■ **YOUR OBJECTIVE**
Leave out the pictures and repeat the data exactly.

::::::

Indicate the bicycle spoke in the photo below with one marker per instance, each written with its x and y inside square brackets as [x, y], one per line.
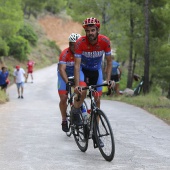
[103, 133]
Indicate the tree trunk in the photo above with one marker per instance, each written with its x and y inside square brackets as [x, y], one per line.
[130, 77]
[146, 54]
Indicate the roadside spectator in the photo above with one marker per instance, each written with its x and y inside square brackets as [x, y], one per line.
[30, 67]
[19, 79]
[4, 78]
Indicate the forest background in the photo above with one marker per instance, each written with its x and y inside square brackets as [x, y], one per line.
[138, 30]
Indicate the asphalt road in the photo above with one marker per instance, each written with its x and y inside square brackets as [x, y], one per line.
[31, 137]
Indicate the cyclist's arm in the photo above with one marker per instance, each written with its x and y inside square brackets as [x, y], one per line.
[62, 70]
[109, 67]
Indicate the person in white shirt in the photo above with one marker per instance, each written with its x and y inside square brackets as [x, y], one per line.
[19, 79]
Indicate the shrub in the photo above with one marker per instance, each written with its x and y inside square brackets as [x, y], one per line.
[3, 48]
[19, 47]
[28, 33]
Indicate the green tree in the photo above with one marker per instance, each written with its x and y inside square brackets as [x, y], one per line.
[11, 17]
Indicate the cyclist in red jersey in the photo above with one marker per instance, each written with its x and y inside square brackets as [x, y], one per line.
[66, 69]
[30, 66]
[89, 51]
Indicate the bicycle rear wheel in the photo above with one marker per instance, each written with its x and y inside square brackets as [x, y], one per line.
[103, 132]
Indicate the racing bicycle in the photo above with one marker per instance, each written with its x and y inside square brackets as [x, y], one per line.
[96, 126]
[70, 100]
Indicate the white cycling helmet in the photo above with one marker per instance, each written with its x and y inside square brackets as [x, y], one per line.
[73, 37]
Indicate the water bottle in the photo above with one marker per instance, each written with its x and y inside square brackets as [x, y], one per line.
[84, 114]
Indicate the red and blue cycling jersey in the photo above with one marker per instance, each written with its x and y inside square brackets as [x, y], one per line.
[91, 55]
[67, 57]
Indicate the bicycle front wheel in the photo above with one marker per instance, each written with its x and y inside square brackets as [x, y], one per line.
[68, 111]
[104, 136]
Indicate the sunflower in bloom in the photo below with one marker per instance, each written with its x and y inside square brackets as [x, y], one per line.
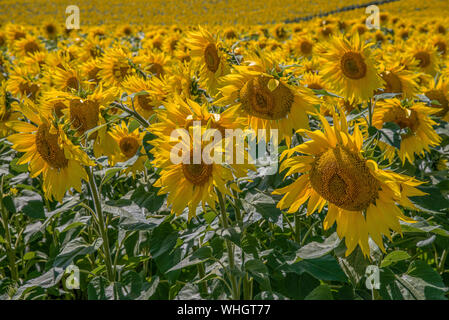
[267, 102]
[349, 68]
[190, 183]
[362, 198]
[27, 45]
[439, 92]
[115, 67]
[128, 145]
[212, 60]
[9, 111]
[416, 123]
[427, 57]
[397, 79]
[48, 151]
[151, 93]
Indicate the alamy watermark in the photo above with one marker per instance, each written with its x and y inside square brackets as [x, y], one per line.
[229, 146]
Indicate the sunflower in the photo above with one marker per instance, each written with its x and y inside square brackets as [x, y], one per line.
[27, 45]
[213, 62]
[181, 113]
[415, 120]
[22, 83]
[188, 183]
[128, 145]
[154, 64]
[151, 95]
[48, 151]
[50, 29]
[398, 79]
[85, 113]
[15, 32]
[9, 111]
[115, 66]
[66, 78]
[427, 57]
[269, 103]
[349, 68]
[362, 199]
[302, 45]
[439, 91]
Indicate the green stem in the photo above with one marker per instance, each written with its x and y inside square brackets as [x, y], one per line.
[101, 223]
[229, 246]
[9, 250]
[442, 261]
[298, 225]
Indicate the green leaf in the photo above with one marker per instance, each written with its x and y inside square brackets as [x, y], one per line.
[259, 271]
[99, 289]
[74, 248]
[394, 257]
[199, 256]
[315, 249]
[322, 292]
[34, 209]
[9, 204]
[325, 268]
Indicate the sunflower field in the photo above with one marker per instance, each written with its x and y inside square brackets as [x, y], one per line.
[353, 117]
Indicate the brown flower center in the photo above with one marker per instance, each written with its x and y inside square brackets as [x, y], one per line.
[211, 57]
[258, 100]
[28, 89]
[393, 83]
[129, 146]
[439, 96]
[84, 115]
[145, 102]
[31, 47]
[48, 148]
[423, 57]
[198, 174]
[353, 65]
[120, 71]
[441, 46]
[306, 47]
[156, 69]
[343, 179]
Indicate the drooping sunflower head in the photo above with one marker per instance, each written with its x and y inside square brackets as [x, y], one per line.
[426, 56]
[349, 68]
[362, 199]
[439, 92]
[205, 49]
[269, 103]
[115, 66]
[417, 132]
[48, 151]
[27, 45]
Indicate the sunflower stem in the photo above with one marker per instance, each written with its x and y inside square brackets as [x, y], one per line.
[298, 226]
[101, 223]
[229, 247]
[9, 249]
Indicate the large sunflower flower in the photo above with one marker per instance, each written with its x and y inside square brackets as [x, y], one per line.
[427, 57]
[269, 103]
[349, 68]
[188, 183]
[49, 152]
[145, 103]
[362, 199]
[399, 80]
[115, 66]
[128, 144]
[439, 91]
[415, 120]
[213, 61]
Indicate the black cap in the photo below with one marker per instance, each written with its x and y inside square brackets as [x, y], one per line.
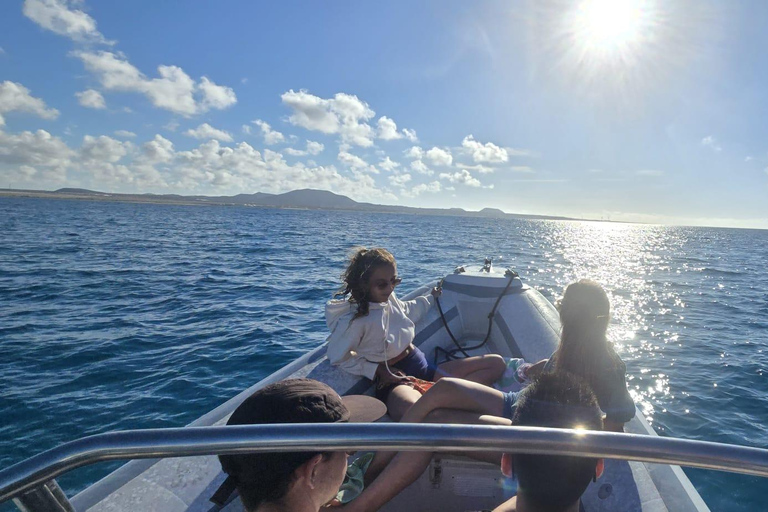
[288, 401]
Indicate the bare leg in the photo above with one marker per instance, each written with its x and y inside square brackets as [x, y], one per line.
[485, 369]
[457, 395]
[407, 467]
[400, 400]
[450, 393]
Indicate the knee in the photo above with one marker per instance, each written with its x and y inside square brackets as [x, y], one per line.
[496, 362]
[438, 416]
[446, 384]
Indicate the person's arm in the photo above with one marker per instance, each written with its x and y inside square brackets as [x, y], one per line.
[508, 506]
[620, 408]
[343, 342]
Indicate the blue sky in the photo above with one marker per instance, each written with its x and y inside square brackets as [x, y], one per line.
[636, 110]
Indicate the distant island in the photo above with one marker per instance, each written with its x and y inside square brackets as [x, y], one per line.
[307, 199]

::::::

■ **SOLUTION TO THE EXERCISE**
Indicate the bicycle spoke in the photo below with one marker per instance, each written with its x and y inside square brackets as [x, y], one per line.
[103, 133]
Indicate the tree trunk in the photo above with one marker per instance, each written with its x and y inside square brackets as [x, y], one per line.
[130, 77]
[146, 54]
Indicate the roadside spectator in the photo above with one marker per instance, each written with its x and y inside square brackets as [x, y], one per line.
[30, 67]
[19, 79]
[4, 78]
Indicate the forest background in the photo above with one marker per instance, each written with its x and y inside square brackets as [x, y], one per line.
[138, 30]
Indicate the asphalt road in the photo above with one marker per instance, each written with its x and y inside square brackets as [x, y], one per line.
[31, 137]
Indicate the cyclist's arm in the photo above with one marker per instance, each written with its x and y inside square brackets as [x, y], one per line.
[62, 70]
[109, 67]
Indicate the person in white shirt in the photo above with one marker per instance, each written with its x and y inside square brackets as [x, y], one per line.
[19, 79]
Indicate the shrub in the photo above with one marker per instance, each written with its x and y inside square brackets as [x, y], one per line.
[3, 48]
[19, 47]
[28, 33]
Indicate the green tree in the photo above with one marker per instance, each written with its x and y inside square brackets as [x, y], one per line.
[11, 17]
Indicate the cyclist in red jersey in the photo above with one marker per instance, each written with its x and y inside square brackets as [x, y], one per line.
[66, 69]
[30, 66]
[89, 51]
Indicate the bicycle rear wheel in the photo above with one marker per instance, each written with its x and y inside square brackets as [x, y], one per line.
[103, 132]
Indicate the racing bicycle in the photo above with one marker per instance, each written with its x and y inside square brackets as [x, y], one per line.
[96, 126]
[70, 100]
Indicate the white cycling helmet in the photo above with one marker per instance, each written with its x and y inside square brackets as [x, y], one per line.
[73, 37]
Indicate the water bottle in the photo above with one marker per instance, each written with its x and y inside square brackets as [x, y], one per line.
[84, 114]
Indicate the red and blue cycling jersey in the photo above with one marker per instance, each written with its x and y inside square brackets as [x, y], one per line.
[91, 55]
[67, 57]
Indicate the bicycle front wheel in the photo above with one marker per instance, each written with its x and y inside square brackets as [x, y], one per line.
[68, 111]
[104, 136]
Indicate the sunflower in bloom in the photo below with one marker per instance, each written with its x and y inside square brackets as [x, y], one per line.
[267, 102]
[349, 68]
[190, 183]
[362, 198]
[27, 45]
[439, 92]
[115, 67]
[128, 145]
[212, 60]
[9, 111]
[416, 123]
[427, 57]
[397, 79]
[48, 151]
[151, 93]
Indicate the alamy watermark in the photo above with one marker per instance, each written with its x and y inside square brackets as [x, y], one per line.
[229, 146]
Indicate the sunflower in the photo above with one marker per instance, each written with its x and y inside square brackets as [x, y], one per line.
[27, 45]
[213, 62]
[181, 113]
[415, 120]
[22, 83]
[188, 183]
[128, 145]
[154, 64]
[151, 95]
[48, 151]
[50, 29]
[398, 79]
[85, 113]
[15, 32]
[9, 111]
[115, 66]
[66, 78]
[427, 57]
[269, 103]
[349, 68]
[362, 199]
[302, 45]
[439, 91]
Indicate the green stem in the photo above with one marker per instance, each written with its x and y inside square brackets as [x, y], one per line.
[101, 223]
[229, 246]
[9, 250]
[442, 261]
[298, 225]
Indicate the green leaf in the photo above with one marker per instance, each written with its x and y inside square brackets as [x, y], one per line.
[259, 271]
[99, 289]
[74, 248]
[394, 257]
[199, 256]
[315, 249]
[322, 292]
[34, 209]
[9, 204]
[325, 268]
Indicate the sunflower field in the photo above with one marker per instance, each written with its x and y inside square brackets as [x, y], one per line.
[353, 117]
Indicate the brown flower center in the photo above with one marker per instance, each written with its x and y inside square brackets as [x, y], one per line.
[211, 57]
[258, 100]
[28, 89]
[393, 83]
[129, 146]
[439, 96]
[84, 115]
[145, 102]
[31, 47]
[48, 148]
[423, 57]
[198, 174]
[353, 65]
[120, 71]
[441, 46]
[306, 47]
[156, 69]
[343, 179]
Indicate the drooping sunflower head in the photo above with one marker per instance, each written with its x and y inside square brackets as [x, y], one per line.
[426, 56]
[349, 68]
[362, 199]
[439, 92]
[205, 49]
[269, 103]
[115, 66]
[417, 132]
[48, 151]
[27, 45]
Indicate the sunflower stem in the photo above with one marker per instance, each written with its x and y inside square brackets as [x, y], one per line.
[298, 226]
[101, 223]
[229, 247]
[9, 249]
Indicate the large sunflower flower in the photo above with one marker per instance, each written with its x and y inside square brackets as [x, y], one per line.
[427, 57]
[269, 103]
[349, 68]
[188, 183]
[49, 152]
[145, 103]
[362, 199]
[399, 80]
[115, 66]
[128, 144]
[439, 91]
[415, 120]
[213, 61]
Indicate the black cap in the photo below with one marker per instance, each written with its x and y inside square brackets as [x, y], one per line.
[288, 401]
Indicate the bare leg in the photo above with one marker per instance, each written with its x and y inside square brackets as [x, y], one per line.
[485, 369]
[457, 395]
[407, 467]
[400, 400]
[450, 393]
Indicate the knee in the photo above with one marker per instance, each written with its x and y inside square brackets as [x, y], one per line.
[496, 362]
[438, 416]
[446, 384]
Indicate the person's arm in the photo above with one marker per instance, each written with its x and y inside square brackets as [x, y], one per line.
[508, 506]
[620, 408]
[343, 342]
Indicate the blue sky in the photo above with one marker per instance, each written with its x and y inside square brackets as [x, y], one per line.
[636, 110]
Indicate the distant island in the photo above with one marker per instance, each written with its x and y inside square brackets as [x, y], one per line.
[307, 199]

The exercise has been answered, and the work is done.